Exercise task
Repeat the material exactly as it appears.

Dataset entries
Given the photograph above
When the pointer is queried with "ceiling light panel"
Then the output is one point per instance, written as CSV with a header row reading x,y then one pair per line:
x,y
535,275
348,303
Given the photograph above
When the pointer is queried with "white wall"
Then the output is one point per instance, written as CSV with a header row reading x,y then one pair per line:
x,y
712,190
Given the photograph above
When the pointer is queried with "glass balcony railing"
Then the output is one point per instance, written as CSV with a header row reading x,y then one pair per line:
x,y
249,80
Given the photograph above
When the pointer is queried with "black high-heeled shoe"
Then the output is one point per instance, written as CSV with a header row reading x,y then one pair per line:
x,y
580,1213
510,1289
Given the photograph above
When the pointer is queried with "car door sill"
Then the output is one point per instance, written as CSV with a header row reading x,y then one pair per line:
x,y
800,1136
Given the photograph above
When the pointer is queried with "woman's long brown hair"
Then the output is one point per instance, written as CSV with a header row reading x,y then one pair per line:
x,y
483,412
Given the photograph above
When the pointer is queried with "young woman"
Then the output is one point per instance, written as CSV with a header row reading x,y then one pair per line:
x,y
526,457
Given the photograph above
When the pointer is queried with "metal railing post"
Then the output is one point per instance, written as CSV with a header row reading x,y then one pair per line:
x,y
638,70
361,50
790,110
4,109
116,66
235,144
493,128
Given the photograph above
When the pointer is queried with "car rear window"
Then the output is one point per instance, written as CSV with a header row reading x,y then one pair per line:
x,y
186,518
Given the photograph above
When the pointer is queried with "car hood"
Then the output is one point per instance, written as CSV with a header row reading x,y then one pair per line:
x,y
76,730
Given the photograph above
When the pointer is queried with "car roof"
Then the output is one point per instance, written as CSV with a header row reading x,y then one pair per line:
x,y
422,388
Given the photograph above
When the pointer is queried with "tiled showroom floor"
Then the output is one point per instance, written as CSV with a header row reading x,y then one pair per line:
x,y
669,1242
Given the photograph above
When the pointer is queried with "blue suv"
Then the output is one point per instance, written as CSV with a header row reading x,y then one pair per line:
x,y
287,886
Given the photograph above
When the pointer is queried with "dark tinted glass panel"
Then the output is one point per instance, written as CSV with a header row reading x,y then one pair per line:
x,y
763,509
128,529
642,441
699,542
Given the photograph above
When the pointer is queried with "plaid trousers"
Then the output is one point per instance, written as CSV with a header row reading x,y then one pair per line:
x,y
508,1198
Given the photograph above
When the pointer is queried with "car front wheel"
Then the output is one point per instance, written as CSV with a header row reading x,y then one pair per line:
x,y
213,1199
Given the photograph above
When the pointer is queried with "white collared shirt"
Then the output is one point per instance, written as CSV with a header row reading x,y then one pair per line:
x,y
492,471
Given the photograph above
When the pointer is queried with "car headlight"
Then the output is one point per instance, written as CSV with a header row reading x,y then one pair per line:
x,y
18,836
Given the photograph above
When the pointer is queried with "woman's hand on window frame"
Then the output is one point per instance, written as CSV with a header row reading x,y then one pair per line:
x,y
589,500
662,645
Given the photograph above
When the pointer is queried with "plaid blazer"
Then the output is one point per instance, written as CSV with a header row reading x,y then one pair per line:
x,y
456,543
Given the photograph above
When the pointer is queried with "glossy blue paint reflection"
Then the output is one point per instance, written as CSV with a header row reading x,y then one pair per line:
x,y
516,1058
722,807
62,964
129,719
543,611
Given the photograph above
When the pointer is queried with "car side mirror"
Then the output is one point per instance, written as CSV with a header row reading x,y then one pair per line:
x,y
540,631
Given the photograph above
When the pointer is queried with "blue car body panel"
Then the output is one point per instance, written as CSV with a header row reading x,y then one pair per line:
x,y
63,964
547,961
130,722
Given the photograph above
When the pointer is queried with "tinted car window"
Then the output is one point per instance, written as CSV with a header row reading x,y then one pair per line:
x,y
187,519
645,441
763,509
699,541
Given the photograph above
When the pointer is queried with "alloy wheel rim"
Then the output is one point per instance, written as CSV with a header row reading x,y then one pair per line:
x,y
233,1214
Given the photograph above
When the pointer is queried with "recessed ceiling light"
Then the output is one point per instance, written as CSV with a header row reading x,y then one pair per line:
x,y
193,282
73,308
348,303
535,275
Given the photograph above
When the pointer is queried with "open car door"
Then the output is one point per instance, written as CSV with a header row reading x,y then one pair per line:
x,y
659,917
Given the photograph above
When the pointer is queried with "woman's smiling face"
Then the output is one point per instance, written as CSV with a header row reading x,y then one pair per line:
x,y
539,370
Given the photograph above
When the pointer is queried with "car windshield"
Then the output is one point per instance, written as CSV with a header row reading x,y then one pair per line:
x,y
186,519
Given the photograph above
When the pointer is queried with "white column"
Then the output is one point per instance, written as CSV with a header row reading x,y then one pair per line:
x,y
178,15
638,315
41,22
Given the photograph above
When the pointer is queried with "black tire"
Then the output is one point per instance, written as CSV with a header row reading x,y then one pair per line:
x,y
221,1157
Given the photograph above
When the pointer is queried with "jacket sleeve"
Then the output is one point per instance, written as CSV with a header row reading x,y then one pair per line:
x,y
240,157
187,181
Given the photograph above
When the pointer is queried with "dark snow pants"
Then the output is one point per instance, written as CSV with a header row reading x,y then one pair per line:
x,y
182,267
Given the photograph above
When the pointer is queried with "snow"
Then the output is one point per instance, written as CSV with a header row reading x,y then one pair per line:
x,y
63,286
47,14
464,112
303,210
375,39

Answer to the task
Given the photograph above
When the pointer is queried with "ceiling light panel"
Then the output is one point per instance, written as CSV with a header row reading x,y then one pair per line:
x,y
535,275
348,303
Given the photograph above
When the pointer is queried with "white wall"
Then the output is one point per instance, written as CSV with a header row reading x,y then one pair per line:
x,y
712,190
Given the photograph above
When the pointer is queried with "glass balcony railing"
Then the output is one point per instance, written as CSV with a header row reading x,y then one pair per line:
x,y
249,80
Given the photograph above
When the pointer is queried with "black high-heeled shoe"
Then the output is one point per instance, written as CSV with a header row reading x,y then one pair per line:
x,y
580,1213
510,1289
Given the photograph above
When the pointer is queried with "car door sill"
Then the output is one point per instance, written as CSV with a header row reading x,y then one pair per line:
x,y
800,1136
Given the photograph above
When the pointer is queried with "woman's long brown hair"
Then the output is one point per instance, written as CSV with a header row reading x,y then one pair per line:
x,y
483,412
Given the photograph above
When the pointer is queried with "young woman"
Then the output is one point per instance, written as CSV with a header row reading x,y then one pair per line:
x,y
526,457
Given the photograph above
When the pointer is queried with "metal railing post"
Then the output is one point per instance, written as CSV with a header row reading x,y then one pair per line:
x,y
638,70
361,50
790,110
4,109
116,66
235,144
493,128
Given the photograph above
When the pointer is queried with "car rear window"
Then the output is one point per instance, written as CSV with a header row reading x,y then one pair per line:
x,y
186,518
Given the photograph above
When the pointer is queried with "car hood"
Then the output is one point per instance, written as CSV with a header row reading x,y then one pair per line:
x,y
76,730
Given the photograph above
When the pointer is queried with "car roof"
Then the output is one point per instance, written as CSV with a header row reading x,y then one pair per line:
x,y
422,388
Given the photograph above
When the pointer is queried with "tiled showroom floor"
Then the output is one point per instance, written as CSV with a header row reading x,y then one pair per line:
x,y
669,1242
Given the photograph above
When the pointer is queried with "blue suv"
Then the output is one point per instance, written as CSV with a header row reading x,y then one pair per line:
x,y
287,886
Given the photograph above
When the pointer is queried with "dark tinted glass panel"
Then the output is one point per instance, written as CSV with a header row reading x,y then one pair per line:
x,y
763,509
128,529
642,441
699,542
Given the photograph above
When the pointer is queried with "plaid trousers"
Then the output is one point per instance, written as CSV with a header row reading x,y then one pair per line:
x,y
508,1198
Given the photograph above
When the pointer is queried with "car front wheel"
Then the output is one point per instance, written as CSV with a header row reading x,y then one pair per line:
x,y
213,1199
Given the photograph above
When the pointer is queried with "white collared shirt"
Then the output is one point per instance, written as CSV with a header row reading x,y then one pair per line:
x,y
492,471
Given the photograph above
When the pointer is queried with "car headlight"
Then the output is one point per instance, written as CSV with a header row reading x,y then one pair per line:
x,y
18,836
Given the photograph above
When the pointer is queried with "woman's hand on window frame"
Then the output is one point per instance, written as CSV with a header row reading x,y then one pair per line:
x,y
589,500
662,645
Given the photograph above
When the pointer is queried with "plaid blazer"
Then the output is one point per instance, written as CSV with a header row reading x,y then one pair per line:
x,y
456,543
Given the photograph above
When the pointer is queried with "glossy blue paint reflection"
Then the output is one point per instance, written as CSV with a header row reading x,y then one pair per line:
x,y
516,1058
722,807
62,964
129,719
543,611
Given the photograph above
When the pointer is queried with "car side mirror"
Then the output is one point per instance, written as CSV with a header row reading x,y then one pair per line:
x,y
540,631
Given the photograph above
When the pointer is queried with "blue car body panel"
Then the output is one point per instance, written as CSV with a header row reading x,y then one pair per line:
x,y
63,964
547,961
130,722
Given the photograph above
When the pointer is queried with "tinted car window"
Then the output is one point per instance, written as CSV with a header row reading x,y then one pair per line:
x,y
187,519
645,441
763,509
699,541
Given the photograph above
When the pointer is queried with "alloy wheel rim"
Then the output is one point per instance, written as CSV with a header row reading x,y then one pair per line:
x,y
233,1214
Given the photograph above
When the pointer is queried with "recessed ceiling light"
Then the output is one point per instance, written as CSV with a header row reading x,y then one pair per line:
x,y
193,282
73,308
348,303
535,275
Given the photograph above
When the pointer is queried with "open car door"
Then the output is one point per instance, written as CSV with a header row reading x,y then one pair per line:
x,y
659,917
Given the photograph above
When the pointer is queried with "woman's smiling face"
Then the output is one point per instance, written as CSV with a header row reading x,y then one pair per line:
x,y
539,370
Given the photograph above
When the pointer is queried with "car windshield"
Then the output is one point per instance, written as CSV with a header row reading x,y then one pair per line:
x,y
186,519
Given the photograph above
When the pointer is queried with "white column"
Then the output is one point per instance, written as CSV with a header row reading x,y then one pair per line:
x,y
178,15
638,315
41,22
Given the photograph above
When the pointer is queried with "black tire"
Then the output is one point per instance, written as CSV with a header row reading x,y then one pair per line:
x,y
221,1157
Given the photograph above
When the pointer is queried with "jacket sleeve"
Then the output is one point per instance, written as CSV with a header row reading x,y then one pair per line:
x,y
240,157
187,181
Given the photograph above
When the pointer is queried with "dark snow pants"
Then the output is one point per instance, written as CSV with a header row reading x,y then one pair per line:
x,y
182,267
Given the photograph above
When the pointer is queried with "snow"
Then the output is one point per instance, written as CSV with a header row reading x,y then one pair per line:
x,y
63,286
47,14
464,112
303,210
375,39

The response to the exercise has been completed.